Work to be completed:
Please output the data below exactly as given, starting at its first line and stopping after the line that contains "positive clicks: (664, 744)".

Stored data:
====================
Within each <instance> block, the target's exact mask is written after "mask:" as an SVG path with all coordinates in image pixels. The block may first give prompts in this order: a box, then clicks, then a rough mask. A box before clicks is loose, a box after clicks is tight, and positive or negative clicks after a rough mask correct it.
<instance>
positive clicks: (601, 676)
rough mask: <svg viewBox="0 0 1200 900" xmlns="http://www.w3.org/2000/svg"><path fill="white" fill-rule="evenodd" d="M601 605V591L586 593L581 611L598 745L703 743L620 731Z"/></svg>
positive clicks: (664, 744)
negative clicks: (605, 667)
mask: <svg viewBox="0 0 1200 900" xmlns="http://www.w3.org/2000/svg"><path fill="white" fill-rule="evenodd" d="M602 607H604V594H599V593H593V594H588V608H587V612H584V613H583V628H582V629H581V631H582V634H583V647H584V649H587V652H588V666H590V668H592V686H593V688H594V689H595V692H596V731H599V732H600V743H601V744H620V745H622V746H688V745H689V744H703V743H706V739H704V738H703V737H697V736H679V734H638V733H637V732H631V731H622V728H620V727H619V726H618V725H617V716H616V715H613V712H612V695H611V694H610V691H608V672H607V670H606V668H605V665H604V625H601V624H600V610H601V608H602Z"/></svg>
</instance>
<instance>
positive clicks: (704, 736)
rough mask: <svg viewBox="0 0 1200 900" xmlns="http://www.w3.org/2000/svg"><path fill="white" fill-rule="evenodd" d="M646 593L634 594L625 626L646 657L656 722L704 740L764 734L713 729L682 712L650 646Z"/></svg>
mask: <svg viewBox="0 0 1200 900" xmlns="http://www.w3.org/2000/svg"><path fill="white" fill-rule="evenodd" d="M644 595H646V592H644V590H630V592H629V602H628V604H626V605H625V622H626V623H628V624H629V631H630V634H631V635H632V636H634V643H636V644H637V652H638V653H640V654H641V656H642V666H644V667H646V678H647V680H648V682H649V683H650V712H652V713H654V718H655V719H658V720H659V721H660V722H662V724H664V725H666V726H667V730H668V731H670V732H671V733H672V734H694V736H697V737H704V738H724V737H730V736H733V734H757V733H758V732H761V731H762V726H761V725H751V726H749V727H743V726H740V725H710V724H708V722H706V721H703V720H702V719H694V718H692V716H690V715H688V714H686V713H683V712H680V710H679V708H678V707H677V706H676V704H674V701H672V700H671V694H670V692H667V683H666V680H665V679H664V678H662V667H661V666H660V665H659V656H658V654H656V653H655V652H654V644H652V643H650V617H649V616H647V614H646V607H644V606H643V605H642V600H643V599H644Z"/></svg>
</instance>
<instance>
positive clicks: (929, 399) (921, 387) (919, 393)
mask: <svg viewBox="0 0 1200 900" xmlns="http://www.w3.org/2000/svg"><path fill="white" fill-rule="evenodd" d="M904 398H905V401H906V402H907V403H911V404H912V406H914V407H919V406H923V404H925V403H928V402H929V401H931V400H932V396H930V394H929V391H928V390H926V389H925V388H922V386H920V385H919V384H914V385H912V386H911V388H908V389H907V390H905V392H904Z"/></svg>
====================
Problem solution:
Within each <instance> block, the target's exact mask is written after "mask:" as an SVG path with all coordinates in image pixels. The block may first give prompts in this order: a box, then clicks, then a rough mask. A box before clicks is loose, a box after clicks is tight, and positive or negative clicks after a rough mask correct it.
<instance>
positive clicks: (601, 676)
rough mask: <svg viewBox="0 0 1200 900" xmlns="http://www.w3.org/2000/svg"><path fill="white" fill-rule="evenodd" d="M601 605V591L586 593L581 611L598 745L703 743L620 731Z"/></svg>
positive clicks: (664, 744)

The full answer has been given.